DATA RECORDS =>
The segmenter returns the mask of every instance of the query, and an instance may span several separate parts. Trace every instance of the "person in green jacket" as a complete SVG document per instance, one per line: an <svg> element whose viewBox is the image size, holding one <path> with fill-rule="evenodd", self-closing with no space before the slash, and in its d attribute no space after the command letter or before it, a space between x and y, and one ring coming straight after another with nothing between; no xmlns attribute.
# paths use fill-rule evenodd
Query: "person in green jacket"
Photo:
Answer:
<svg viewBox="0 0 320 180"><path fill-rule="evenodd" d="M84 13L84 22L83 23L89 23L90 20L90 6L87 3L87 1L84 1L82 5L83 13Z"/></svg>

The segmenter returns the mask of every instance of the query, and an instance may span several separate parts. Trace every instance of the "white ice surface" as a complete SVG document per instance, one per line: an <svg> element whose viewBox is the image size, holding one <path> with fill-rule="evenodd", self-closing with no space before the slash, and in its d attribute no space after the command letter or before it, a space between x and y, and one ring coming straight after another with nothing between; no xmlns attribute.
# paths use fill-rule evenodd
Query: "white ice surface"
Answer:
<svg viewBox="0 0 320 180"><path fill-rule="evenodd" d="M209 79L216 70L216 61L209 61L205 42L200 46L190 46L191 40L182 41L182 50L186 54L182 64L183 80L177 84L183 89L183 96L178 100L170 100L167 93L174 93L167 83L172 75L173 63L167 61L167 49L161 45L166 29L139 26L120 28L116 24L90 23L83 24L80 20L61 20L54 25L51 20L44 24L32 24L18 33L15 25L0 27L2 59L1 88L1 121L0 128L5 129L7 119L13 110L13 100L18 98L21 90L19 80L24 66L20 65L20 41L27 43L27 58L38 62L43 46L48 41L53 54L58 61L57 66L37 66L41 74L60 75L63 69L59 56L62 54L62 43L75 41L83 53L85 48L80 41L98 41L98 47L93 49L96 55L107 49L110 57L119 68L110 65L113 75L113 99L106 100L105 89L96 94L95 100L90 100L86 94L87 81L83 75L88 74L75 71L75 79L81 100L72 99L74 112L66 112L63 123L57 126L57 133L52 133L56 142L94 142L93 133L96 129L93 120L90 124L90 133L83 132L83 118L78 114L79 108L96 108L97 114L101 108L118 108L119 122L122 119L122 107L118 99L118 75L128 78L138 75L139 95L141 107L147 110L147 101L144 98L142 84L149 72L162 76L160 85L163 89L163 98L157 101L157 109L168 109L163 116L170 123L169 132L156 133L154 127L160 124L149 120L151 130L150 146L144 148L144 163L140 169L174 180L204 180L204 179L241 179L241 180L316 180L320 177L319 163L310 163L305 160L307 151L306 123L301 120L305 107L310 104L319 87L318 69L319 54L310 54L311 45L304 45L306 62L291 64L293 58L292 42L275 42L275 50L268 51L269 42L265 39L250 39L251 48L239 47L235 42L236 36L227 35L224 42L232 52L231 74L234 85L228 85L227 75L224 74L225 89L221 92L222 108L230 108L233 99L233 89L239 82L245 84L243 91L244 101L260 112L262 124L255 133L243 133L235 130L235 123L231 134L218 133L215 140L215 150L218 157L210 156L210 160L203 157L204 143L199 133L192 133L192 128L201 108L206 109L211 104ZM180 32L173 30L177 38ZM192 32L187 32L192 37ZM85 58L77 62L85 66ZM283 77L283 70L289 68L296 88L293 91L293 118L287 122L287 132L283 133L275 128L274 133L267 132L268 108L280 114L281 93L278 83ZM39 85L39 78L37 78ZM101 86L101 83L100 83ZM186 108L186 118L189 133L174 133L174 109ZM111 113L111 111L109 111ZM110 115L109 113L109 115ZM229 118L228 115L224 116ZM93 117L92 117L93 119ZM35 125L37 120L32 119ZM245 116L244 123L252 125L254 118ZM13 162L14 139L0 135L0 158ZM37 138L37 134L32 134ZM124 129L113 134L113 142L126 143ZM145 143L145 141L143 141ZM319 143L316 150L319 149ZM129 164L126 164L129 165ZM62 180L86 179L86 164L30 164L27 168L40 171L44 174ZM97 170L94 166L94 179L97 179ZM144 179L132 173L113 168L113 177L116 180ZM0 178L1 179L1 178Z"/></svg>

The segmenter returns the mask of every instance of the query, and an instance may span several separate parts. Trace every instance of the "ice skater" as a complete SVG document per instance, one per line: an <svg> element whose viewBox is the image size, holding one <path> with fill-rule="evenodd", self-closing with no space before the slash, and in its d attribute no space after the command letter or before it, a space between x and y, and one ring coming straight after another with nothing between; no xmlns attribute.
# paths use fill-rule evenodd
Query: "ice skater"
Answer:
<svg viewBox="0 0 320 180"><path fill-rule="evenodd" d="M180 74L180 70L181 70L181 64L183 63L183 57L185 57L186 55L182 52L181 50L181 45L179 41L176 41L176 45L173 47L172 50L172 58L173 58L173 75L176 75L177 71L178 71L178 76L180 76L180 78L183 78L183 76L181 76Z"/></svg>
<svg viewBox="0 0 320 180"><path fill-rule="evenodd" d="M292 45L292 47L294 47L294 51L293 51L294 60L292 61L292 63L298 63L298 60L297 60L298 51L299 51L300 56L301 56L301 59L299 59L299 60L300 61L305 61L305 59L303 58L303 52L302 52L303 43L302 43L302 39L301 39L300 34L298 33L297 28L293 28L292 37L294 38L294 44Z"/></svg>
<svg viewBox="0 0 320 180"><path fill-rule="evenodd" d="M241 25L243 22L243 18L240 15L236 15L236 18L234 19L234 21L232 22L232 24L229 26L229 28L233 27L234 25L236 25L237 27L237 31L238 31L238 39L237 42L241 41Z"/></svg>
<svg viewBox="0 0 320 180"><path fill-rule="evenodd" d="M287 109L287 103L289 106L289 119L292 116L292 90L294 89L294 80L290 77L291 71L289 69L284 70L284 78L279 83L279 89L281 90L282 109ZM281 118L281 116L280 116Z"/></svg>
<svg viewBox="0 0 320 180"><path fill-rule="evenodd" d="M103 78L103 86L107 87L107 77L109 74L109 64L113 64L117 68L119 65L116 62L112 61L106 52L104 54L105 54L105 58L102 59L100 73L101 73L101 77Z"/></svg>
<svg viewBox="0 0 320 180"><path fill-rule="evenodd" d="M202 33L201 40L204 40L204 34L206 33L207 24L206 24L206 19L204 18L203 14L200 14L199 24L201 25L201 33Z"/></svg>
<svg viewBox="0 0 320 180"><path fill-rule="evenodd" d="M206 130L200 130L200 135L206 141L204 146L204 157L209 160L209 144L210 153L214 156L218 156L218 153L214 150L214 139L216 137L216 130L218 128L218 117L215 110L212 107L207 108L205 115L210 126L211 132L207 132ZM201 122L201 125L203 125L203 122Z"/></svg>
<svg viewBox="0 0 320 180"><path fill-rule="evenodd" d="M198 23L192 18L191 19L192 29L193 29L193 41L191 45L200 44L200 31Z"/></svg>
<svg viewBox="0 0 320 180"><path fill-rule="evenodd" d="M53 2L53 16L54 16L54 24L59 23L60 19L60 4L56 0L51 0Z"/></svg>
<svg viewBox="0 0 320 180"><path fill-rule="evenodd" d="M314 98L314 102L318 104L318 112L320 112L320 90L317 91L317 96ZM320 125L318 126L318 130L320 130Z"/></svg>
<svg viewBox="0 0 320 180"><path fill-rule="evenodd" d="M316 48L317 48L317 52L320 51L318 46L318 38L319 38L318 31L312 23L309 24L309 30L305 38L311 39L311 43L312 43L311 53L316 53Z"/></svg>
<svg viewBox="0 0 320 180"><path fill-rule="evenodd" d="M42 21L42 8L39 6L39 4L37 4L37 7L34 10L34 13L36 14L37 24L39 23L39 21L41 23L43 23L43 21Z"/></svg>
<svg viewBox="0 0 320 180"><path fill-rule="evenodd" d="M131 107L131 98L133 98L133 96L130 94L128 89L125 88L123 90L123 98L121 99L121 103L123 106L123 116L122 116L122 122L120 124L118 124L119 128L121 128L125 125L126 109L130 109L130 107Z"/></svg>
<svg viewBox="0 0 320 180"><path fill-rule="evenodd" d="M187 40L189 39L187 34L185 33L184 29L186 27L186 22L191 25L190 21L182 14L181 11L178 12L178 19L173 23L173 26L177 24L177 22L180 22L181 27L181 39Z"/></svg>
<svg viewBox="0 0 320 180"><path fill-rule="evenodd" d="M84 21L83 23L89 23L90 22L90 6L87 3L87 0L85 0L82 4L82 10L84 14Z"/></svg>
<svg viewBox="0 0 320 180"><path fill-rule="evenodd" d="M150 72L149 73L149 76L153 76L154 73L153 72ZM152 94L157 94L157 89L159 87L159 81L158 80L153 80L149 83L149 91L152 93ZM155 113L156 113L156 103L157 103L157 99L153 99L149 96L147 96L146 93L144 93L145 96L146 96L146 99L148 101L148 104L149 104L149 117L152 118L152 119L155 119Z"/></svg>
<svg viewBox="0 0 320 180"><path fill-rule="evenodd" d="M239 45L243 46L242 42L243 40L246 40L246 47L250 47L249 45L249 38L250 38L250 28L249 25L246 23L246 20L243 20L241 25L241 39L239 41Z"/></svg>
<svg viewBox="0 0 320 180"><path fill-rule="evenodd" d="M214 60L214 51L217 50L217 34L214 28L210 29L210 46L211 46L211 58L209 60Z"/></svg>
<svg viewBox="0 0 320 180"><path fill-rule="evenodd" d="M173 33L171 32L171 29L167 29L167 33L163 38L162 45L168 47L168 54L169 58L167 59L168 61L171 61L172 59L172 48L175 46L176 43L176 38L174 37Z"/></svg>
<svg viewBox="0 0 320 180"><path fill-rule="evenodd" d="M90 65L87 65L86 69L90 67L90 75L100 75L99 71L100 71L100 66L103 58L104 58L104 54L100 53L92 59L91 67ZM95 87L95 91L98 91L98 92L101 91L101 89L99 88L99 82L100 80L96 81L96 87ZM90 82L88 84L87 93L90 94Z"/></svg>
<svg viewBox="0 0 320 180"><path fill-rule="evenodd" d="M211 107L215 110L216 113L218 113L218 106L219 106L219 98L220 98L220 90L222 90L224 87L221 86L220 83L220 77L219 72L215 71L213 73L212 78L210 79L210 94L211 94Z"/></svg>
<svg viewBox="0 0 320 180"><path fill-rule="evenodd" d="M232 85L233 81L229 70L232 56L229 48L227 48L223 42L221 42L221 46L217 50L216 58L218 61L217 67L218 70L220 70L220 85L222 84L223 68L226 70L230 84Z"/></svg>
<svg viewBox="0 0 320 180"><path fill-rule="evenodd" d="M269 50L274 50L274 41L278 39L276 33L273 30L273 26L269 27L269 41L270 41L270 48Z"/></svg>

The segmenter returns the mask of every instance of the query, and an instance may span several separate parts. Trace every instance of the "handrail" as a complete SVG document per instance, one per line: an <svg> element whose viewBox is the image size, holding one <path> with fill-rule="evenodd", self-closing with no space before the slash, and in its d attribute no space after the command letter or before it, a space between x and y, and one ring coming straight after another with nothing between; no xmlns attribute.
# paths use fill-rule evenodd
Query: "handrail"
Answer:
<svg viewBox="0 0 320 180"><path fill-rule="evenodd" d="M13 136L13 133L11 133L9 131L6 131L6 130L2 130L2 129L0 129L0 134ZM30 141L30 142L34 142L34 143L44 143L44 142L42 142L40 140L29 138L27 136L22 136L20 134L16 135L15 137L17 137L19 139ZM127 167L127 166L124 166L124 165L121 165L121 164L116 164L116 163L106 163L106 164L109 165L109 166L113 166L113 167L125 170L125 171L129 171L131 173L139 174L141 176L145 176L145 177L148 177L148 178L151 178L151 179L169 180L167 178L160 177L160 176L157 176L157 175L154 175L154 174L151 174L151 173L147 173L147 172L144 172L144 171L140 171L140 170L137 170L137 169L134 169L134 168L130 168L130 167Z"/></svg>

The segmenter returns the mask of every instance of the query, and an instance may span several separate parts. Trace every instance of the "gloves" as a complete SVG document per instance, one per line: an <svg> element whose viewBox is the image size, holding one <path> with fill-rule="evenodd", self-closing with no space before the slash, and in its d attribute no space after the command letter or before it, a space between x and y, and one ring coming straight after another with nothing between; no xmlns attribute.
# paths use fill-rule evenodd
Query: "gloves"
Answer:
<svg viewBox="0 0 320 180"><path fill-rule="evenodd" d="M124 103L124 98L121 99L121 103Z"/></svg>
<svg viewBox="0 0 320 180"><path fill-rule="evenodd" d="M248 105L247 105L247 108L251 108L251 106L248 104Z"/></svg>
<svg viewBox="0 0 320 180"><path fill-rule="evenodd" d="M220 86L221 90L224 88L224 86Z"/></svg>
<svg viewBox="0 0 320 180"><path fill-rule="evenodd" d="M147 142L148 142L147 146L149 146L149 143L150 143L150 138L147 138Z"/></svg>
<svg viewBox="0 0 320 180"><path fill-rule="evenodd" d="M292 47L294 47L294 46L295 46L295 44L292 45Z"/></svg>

WORK TO COMPLETE => Take every line above that includes the string "jacket" and return it.

EXERCISE RESULT =>
The segmenter returns the mask of every instance of the query, and an instance may span several separate parts. Trace every instance of the "person in green jacket" as a complete SVG document per instance, one per line: an <svg> element whose viewBox is the image size, holding one <path> with fill-rule="evenodd", self-closing with no space before the slash, and in its d attribute no space after the command letter or before it, a space between x and y, and one ring coming straight after another with nothing between; no xmlns attribute.
Query: "person in green jacket"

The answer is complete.